**Extract provided**
2. Whether Appellant is Constitutionally applicable to use the
PCRA as an avenue to p[u]rsue an Actual Innocence Claim, even
if he did not meet any of the three statutory exceptions and if he
was unable to, is the PCRA’s Jurisdictional time frame
unconstitutional and not in accord with the United States
Supreme Court[’]s rulings.
Appellant’s Brief at 5.
This Court’s standard of review regarding an order dismissing a
petition under the PCRA is “to determine whether the determination of the
PCRA court is supported by the evidence of record and is free of legal error.
The PCRA court’s findings will not be disturbed unless there is no support for
the findings in the certified record.” Commonwealth v. Barndt, 74 A.3d
185, 191-92 (Pa. Super. 2013) (citations and internal quotation marks
omitted).
Appellant argues that the PCRA court erred in holding that it lacked
jurisdiction over his second PCRA petition. In his brief, Appellant contends
that because he is raising an “actual innocence” claim, the PCRA’s time bar
does not apply. Appellant relies on McQuiggin v. Perkins, 133 S. Ct.
1924, 1928 (2013), in which the U.S. Supreme Court held that “actual
innocence, if proved, serves as a gateway through which a petitioner may
pass” despite the expiration of the statute of limitations for filing a federal
habeas corpus petition.
The timeliness of a PCRA petition is jurisdictional. Commonwealth v.
Hernandez, 79 A.3d 649, 651 (Pa. Super. 2013). Generally, a petition for
-5-
J-S63021-17
relief under the PCRA, including a second or subsequent petition, must be
filed within one year of the date the judgment is final, unless the petition
alleges and the petitioner proves one of the three exceptions to the time
limitations for filing the petition that are set forth in Section 9545(b) of the
statute. See 42 Pa. C.S. § 9545(b). “[E]xceptions to the time bar must be
pled in the PCRA petition, and may not be raised for the first time on
appeal.” Commonwealth v. Burton, 936 A.2d 521, 525 (Pa. Super.

**To be done**
Quote the court excerpt on the PCRA time bar in full, word for word.

**Items**
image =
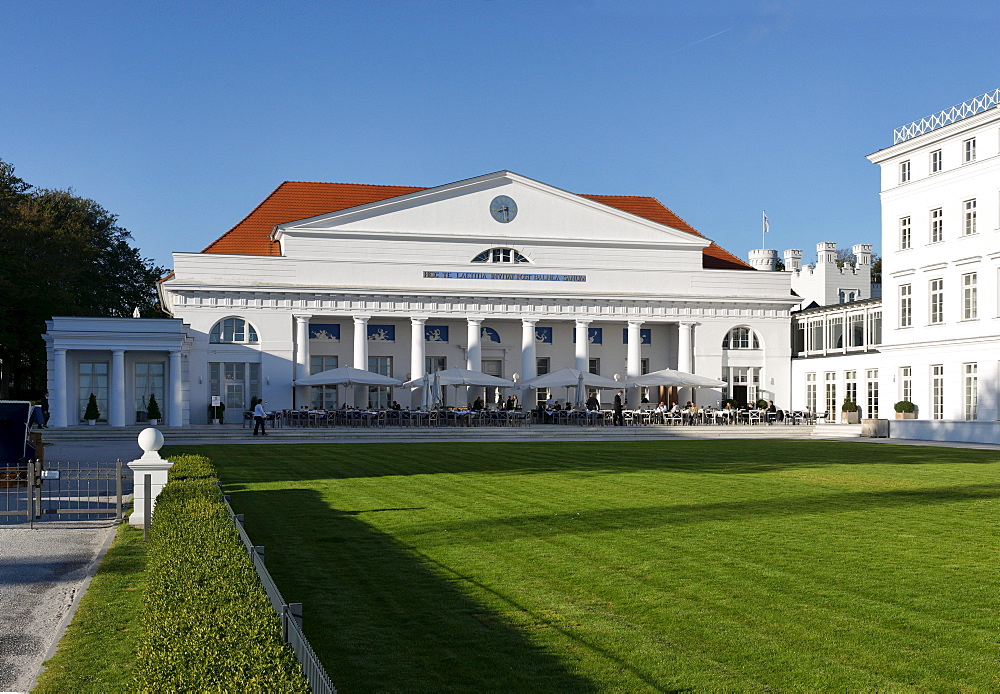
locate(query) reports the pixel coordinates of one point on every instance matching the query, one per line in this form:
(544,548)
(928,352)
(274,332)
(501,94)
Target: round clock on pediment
(503,209)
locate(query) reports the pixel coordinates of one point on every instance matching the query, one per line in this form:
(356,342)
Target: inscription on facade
(529,277)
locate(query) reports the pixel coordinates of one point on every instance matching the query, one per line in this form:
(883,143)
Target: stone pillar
(301,393)
(684,358)
(116,394)
(150,441)
(582,346)
(361,357)
(633,363)
(417,360)
(59,401)
(529,361)
(175,410)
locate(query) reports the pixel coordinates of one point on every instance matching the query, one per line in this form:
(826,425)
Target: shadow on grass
(640,518)
(382,618)
(290,462)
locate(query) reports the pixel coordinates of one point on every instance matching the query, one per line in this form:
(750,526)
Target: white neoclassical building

**Result for this task**
2. Whether Appellant is Constitutionally applicable to use the
PCRA as an avenue to p[u]rsue an Actual Innocence Claim, even
if he did not meet any of the three statutory exceptions and if he
was unable to, is the PCRA’s Jurisdictional time frame
unconstitutional and not in accord with the United States
Supreme Court[’]s rulings.
Appellant’s Brief at 5.
This Court’s standard of review regarding an order dismissing a
petition under the PCRA is “to determine whether the determination of the
PCRA court is supported by the evidence of record and is free of legal error.
The PCRA court’s findings will not be disturbed unless there is no support for
the findings in the certified record.” Commonwealth v. Barndt, 74 A.3d
185, 191-92 (Pa. Super. 2013) (citations and internal quotation marks
omitted).
Appellant argues that the PCRA court erred in holding that it lacked
jurisdiction over his second PCRA petition. In his brief, Appellant contends
that because he is raising an “actual innocence” claim, the PCRA’s time bar
does not apply. Appellant relies on McQuiggin v. Perkins, 133 S. Ct.
1924, 1928 (2013), in which the U.S. Supreme Court held that “actual
innocence, if proved, serves as a gateway through which a petitioner may
pass” despite the expiration of the statute of limitations for filing a federal
habeas corpus petition.
The timeliness of a PCRA petition is jurisdictional. Commonwealth v.
Hernandez, 79 A.3d 649, 651 (Pa. Super. 2013). Generally, a petition for
-5-
J-S63021-17
relief under the PCRA, including a second or subsequent petition, must be
filed within one year of the date the judgment is final, unless the petition
alleges and the petitioner proves one of the three exceptions to the time
limitations for filing the petition that are set forth in Section 9545(b) of the
statute. See 42 Pa. C.S. § 9545(b). “[E]xceptions to the time bar must be
pled in the PCRA petition, and may not be raised for the first time on
appeal.” Commonwealth v. Burton, 936 A.2d 521, 525 (Pa. Super.